**What needs to be done:** Recast the lines below as a numbered list, starting at the line that contains "Every instance of the white cloud" and ending at the last line, with blank lines left out.

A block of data
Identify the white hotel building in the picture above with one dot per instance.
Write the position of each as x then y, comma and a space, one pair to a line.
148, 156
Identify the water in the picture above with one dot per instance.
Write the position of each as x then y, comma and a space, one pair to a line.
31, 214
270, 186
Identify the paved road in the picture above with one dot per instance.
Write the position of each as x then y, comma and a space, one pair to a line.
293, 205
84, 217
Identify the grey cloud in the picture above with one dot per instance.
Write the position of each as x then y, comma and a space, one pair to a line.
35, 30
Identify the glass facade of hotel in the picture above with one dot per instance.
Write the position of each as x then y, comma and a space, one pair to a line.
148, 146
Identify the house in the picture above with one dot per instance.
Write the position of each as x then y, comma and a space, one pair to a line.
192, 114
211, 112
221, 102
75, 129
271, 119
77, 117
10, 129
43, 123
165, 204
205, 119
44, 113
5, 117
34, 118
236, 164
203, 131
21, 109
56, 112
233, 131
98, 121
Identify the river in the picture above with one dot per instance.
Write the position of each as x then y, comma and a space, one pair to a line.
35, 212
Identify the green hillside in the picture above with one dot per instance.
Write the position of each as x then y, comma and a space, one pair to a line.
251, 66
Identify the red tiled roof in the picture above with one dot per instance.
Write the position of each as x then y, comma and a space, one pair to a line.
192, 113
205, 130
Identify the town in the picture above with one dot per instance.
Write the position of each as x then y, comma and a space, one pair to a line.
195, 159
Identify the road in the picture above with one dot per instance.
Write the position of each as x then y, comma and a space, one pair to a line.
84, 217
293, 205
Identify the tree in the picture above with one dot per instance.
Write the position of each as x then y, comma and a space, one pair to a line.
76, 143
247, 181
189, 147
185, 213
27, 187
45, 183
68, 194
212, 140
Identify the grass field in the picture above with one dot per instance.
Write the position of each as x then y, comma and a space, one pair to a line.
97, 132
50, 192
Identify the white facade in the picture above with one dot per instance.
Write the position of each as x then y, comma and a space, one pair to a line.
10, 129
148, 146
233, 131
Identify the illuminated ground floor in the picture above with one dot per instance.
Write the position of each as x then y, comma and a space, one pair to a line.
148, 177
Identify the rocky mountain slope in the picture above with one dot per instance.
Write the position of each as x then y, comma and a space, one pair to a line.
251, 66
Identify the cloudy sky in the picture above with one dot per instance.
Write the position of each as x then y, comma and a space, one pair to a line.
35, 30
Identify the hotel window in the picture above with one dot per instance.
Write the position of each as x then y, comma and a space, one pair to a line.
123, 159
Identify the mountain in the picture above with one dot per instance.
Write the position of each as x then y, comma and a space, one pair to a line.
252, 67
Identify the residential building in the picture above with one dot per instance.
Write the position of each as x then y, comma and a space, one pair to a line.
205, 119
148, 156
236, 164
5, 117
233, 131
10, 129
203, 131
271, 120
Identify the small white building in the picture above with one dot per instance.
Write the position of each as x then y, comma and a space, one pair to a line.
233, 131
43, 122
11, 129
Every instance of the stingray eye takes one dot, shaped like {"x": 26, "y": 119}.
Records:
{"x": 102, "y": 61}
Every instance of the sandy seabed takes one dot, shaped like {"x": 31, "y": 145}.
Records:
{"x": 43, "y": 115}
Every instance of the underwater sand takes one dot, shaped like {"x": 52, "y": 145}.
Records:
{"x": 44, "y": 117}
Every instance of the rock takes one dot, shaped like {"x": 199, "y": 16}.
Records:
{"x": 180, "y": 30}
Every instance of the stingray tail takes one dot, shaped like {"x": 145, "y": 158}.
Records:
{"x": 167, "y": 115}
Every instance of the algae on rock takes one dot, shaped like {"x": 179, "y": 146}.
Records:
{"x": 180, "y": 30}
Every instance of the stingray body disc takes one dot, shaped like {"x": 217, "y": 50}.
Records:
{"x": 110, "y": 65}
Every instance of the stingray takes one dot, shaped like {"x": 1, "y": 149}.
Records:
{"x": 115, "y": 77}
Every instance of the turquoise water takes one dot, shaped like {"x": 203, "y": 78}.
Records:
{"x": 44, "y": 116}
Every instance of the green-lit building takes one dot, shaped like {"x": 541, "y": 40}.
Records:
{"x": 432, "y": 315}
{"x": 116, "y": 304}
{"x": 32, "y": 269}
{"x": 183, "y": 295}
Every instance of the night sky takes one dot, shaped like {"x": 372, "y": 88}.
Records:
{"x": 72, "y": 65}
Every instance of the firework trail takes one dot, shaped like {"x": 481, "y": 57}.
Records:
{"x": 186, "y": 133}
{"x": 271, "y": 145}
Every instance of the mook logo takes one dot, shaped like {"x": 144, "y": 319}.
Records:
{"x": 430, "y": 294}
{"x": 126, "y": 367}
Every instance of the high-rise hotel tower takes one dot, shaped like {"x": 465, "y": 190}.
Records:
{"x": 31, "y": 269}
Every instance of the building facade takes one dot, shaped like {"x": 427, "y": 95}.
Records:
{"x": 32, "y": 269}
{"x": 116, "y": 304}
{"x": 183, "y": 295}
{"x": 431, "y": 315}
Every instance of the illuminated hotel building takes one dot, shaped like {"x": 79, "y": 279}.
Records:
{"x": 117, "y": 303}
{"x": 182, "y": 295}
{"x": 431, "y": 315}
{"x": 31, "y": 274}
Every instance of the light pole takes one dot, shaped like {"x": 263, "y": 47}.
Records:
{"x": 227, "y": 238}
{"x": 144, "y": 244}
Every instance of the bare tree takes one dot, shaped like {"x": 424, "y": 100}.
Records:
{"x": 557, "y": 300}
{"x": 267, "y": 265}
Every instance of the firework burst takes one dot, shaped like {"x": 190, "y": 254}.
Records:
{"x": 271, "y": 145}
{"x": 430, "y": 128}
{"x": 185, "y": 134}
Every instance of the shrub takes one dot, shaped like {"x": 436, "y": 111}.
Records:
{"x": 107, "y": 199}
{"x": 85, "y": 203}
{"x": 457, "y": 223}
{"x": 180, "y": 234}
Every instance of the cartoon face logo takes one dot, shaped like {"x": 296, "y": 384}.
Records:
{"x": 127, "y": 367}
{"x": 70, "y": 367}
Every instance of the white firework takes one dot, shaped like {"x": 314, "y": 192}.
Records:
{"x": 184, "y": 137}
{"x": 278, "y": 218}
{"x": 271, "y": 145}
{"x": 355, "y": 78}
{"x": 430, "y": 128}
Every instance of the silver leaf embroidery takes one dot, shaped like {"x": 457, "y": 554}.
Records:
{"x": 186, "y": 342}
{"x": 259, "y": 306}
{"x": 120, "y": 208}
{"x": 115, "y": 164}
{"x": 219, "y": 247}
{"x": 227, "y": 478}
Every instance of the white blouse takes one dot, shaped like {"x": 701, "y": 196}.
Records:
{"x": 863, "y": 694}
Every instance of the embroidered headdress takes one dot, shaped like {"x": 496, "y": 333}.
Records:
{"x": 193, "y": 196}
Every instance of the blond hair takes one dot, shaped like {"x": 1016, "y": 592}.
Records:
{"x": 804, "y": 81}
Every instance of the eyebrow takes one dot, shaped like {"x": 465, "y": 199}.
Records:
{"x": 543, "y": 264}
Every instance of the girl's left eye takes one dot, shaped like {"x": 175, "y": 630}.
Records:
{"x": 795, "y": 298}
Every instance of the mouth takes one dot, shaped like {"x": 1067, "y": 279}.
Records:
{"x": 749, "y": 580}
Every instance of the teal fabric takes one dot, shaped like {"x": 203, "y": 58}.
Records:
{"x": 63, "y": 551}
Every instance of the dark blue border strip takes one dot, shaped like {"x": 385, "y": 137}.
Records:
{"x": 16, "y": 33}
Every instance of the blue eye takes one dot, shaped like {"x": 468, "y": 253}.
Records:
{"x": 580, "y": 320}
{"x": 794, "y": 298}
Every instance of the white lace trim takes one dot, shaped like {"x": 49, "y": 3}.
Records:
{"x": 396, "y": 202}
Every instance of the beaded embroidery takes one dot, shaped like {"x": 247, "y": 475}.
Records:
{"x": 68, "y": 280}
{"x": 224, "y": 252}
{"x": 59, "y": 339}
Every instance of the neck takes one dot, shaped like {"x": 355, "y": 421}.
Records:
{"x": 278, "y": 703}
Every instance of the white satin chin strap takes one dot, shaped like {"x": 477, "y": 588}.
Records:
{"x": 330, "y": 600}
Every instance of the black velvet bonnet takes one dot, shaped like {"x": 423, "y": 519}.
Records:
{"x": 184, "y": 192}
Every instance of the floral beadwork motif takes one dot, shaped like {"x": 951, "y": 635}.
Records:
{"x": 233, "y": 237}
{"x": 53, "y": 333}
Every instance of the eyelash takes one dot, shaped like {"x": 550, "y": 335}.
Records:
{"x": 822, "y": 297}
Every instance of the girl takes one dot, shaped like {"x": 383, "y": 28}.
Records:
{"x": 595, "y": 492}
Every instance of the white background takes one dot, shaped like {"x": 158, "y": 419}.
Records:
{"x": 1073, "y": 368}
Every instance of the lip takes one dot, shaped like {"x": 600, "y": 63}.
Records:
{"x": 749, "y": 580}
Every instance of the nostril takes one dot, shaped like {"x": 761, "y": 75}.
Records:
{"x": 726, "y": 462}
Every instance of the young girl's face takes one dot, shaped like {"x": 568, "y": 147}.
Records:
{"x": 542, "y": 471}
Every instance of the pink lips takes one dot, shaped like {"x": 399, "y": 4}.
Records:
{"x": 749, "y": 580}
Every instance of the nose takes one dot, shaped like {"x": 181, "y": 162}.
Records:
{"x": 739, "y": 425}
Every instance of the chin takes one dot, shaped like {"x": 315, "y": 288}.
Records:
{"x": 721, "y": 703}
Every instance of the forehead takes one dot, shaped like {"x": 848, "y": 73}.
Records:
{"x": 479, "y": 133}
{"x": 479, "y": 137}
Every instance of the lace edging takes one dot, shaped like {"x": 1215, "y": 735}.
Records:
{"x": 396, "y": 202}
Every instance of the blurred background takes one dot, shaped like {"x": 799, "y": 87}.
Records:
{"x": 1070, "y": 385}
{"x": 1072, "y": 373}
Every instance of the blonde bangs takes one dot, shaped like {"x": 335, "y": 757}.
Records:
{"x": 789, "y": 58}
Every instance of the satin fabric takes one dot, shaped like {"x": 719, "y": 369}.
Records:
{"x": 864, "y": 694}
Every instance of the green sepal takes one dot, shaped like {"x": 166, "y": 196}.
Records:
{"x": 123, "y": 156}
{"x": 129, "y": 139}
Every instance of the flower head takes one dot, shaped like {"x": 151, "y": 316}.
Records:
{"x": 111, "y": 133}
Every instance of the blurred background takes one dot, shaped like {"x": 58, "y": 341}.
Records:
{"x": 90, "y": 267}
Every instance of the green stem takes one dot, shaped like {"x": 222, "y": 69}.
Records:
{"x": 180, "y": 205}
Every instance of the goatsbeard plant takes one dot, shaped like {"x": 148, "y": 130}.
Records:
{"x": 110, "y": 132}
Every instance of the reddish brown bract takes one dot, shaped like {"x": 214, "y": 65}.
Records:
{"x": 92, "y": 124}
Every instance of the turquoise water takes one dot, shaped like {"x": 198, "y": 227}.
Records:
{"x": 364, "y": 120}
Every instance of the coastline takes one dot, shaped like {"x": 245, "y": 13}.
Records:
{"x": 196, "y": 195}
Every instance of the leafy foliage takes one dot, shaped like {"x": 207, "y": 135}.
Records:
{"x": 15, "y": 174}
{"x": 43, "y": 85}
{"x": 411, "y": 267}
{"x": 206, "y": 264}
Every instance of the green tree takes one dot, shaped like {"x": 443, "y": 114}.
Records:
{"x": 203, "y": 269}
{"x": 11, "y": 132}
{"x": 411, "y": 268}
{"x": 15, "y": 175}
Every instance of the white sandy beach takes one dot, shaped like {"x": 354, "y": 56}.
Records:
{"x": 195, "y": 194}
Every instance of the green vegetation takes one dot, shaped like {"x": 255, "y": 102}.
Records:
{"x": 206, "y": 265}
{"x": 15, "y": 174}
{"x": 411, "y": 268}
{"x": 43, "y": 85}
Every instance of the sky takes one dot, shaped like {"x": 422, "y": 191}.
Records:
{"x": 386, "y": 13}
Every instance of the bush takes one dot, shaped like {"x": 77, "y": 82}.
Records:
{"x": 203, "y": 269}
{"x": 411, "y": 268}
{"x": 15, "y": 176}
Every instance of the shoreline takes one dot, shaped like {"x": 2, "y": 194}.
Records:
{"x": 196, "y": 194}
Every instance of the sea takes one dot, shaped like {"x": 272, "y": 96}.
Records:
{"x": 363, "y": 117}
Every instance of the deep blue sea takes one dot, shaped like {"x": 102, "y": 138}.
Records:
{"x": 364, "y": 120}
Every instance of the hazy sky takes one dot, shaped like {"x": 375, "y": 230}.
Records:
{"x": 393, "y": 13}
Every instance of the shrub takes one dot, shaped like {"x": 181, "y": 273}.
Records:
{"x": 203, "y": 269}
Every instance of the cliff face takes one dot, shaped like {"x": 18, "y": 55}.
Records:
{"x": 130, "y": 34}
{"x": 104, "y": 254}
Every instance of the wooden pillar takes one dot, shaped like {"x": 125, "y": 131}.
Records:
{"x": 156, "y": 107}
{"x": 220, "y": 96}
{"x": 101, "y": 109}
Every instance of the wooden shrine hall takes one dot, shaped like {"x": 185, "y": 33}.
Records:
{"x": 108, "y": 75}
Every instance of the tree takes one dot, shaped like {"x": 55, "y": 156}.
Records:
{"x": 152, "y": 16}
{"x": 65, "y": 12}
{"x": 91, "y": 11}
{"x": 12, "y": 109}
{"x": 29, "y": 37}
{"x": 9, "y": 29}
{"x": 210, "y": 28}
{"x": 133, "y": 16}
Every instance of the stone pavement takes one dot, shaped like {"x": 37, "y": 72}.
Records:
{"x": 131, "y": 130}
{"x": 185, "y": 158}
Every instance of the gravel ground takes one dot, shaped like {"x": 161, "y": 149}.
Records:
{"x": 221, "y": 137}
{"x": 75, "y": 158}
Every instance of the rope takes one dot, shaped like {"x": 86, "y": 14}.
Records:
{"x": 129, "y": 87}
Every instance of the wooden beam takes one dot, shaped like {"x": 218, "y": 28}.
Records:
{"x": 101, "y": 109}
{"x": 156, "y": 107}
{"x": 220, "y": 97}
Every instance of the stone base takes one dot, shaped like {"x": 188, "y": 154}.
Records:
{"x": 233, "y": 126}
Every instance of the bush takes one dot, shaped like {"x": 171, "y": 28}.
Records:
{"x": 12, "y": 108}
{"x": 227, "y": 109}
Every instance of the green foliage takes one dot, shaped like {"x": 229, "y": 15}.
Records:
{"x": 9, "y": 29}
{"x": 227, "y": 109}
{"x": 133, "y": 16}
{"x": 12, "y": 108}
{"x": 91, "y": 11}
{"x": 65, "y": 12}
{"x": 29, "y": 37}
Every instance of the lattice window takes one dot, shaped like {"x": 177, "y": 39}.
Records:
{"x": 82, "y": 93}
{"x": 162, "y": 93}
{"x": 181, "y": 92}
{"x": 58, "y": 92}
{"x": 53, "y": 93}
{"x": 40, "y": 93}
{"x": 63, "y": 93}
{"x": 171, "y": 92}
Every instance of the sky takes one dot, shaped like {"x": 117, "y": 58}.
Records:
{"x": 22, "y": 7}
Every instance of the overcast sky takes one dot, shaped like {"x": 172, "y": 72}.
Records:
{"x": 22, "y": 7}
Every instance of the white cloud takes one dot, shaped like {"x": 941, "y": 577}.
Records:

**Result of this exercise:**
1. Every instance of the white cloud takes one dot, shaped like {"x": 941, "y": 577}.
2. Records:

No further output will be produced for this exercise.